* WHAT TO PRODUCE: Copy out all of the entries below without any change.
*** Opening TASK DATA ***
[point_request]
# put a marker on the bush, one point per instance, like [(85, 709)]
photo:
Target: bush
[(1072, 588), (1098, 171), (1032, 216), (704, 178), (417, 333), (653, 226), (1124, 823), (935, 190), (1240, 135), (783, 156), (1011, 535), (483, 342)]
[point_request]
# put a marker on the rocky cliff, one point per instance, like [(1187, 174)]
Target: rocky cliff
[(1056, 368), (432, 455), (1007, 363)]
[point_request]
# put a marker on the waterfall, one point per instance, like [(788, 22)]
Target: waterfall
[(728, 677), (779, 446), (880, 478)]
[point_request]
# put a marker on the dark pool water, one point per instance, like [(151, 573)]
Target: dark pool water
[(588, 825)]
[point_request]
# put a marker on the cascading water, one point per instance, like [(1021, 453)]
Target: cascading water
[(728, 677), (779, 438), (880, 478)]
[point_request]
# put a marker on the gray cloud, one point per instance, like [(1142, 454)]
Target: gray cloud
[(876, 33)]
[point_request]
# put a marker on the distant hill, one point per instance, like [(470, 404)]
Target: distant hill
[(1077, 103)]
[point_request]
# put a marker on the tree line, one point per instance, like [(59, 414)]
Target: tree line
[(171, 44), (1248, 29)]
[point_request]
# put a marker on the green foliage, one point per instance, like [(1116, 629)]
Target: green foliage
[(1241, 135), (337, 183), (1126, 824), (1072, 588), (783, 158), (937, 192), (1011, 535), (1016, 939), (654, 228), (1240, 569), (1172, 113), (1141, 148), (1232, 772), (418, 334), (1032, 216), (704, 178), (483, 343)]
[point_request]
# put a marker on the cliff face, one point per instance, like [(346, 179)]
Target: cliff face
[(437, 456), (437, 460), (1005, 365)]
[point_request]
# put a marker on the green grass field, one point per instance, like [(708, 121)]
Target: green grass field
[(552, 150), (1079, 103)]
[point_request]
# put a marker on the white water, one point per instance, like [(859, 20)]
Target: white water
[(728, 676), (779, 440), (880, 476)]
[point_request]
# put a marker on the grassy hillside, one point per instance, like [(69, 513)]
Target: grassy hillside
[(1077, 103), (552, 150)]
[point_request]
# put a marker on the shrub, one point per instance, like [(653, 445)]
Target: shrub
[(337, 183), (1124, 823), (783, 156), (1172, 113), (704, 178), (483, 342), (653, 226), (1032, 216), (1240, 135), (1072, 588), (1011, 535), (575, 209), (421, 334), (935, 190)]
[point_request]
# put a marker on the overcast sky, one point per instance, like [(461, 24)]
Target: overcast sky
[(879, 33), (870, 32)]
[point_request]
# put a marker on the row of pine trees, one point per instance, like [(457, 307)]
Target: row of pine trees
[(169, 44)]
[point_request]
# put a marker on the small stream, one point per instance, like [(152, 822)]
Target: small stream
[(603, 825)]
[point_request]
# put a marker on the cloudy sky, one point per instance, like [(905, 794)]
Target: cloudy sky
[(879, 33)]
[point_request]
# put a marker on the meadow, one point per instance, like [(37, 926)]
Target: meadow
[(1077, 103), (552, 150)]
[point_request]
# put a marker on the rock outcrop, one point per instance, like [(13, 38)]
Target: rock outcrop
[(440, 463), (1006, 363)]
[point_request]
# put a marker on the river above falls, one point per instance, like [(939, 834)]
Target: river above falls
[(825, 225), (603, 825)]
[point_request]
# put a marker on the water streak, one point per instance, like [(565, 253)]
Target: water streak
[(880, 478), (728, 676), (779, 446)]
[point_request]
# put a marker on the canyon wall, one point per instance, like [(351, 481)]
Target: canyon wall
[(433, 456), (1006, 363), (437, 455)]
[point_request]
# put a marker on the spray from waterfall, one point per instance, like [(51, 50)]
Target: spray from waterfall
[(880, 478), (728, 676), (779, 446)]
*** Closing TASK DATA ***
* COMPLETED TASK:
[point_request]
# put a marker on the bush, one point per instance, like [(85, 709)]
photo:
Target: bush
[(1072, 588), (1098, 171), (1032, 216), (704, 178), (417, 333), (653, 226), (1124, 823), (935, 190), (1240, 135), (783, 156), (1011, 535), (483, 342)]
[point_request]
# put a marker on the rocky cliff, one point per instance, like [(1187, 174)]
Target: rocky cliff
[(1056, 368), (432, 455), (1007, 363)]
[point_request]
# put a marker on the waterfall, one point per instance, like [(788, 22)]
Target: waterfall
[(728, 677), (779, 446), (880, 478)]
[point_request]
# put a marker on the dark pool water, one point per instance, like [(151, 573)]
Target: dark pool water
[(588, 825)]
[point_request]
# put a marker on the cascading water, one point per instance, like [(1021, 453)]
Target: cascading water
[(728, 677), (779, 438), (880, 478)]
[point_request]
# put a marker on the gray cloud, one point per instance, like [(1142, 454)]
Target: gray cloud
[(876, 33)]
[point_request]
# put a marker on the distant hill, one point per instance, like [(470, 404)]
Target: distant hill
[(1077, 103)]
[point_request]
# put a marker on the tree line, one point per instance, like [(59, 414)]
Target: tree line
[(171, 44), (1248, 29)]
[point_request]
# put a marker on the green foliage, one point per instance, like [(1116, 629)]
Target: green foliage
[(1241, 135), (337, 183), (1126, 824), (1072, 588), (783, 158), (937, 192), (1011, 535), (1016, 939), (654, 228), (1240, 569), (1172, 113), (1141, 148), (1232, 772), (418, 334), (1032, 216), (704, 178), (483, 343)]
[point_request]
# put a marker on the cliff face, one point per instance, like [(346, 179)]
Target: cliff face
[(437, 456), (437, 460), (1005, 365)]
[point_request]
# put a marker on the green grass field, one point per instance, like [(708, 121)]
Target: green grass field
[(552, 150), (1079, 103)]
[point_request]
# put a marker on the white water, one point per instance, like [(859, 20)]
Target: white water
[(728, 676), (779, 440), (880, 476)]
[point_request]
# put a marker on the grassy hillside, one point per instance, like [(69, 513)]
Target: grassy hillside
[(1077, 103), (552, 150)]
[point_request]
# put a marker on the shrub, one point per instance, like [(653, 445)]
Target: shrub
[(337, 183), (1124, 823), (783, 156), (1172, 113), (704, 178), (483, 342), (653, 226), (1032, 216), (1240, 135), (1072, 588), (1011, 535), (575, 209), (421, 334), (935, 190)]
[point_request]
# put a marker on the overcast sky, one point per instance, like [(461, 24)]
Target: overcast sky
[(879, 33), (870, 32)]
[point_request]
# put a marker on the row of pine trees, one point per instance, like [(457, 307)]
Target: row of pine trees
[(169, 44)]
[point_request]
# put a marker on the small stream, one point per instance, like [(152, 822)]
Target: small stream
[(603, 825)]
[point_request]
# put a marker on the cloudy sky, one point per instance, like [(905, 794)]
Target: cloudy sky
[(879, 33)]
[point_request]
# put a marker on the meadow, one point per instance, like [(37, 926)]
Target: meadow
[(1077, 103), (552, 150)]
[point_request]
# put a marker on the rock outcrop, one point per instance, like [(13, 38)]
Target: rock outcrop
[(440, 463), (1006, 363)]
[point_request]
# put a marker on the river above falls, one point per instance, like [(939, 834)]
Target: river above falls
[(825, 225), (603, 825)]
[point_request]
# put a marker on the water streak, one point per instance, like [(565, 253)]
Target: water streak
[(880, 478), (728, 676), (779, 446)]
[point_request]
# put a marker on the canyon wall, one point per instance, like [(351, 481)]
Target: canyon wall
[(433, 456), (1006, 363), (437, 455)]
[point_request]
# put a marker on the spray from waterfall, one point per instance, like [(51, 50)]
Target: spray from waterfall
[(880, 478), (728, 676), (779, 446)]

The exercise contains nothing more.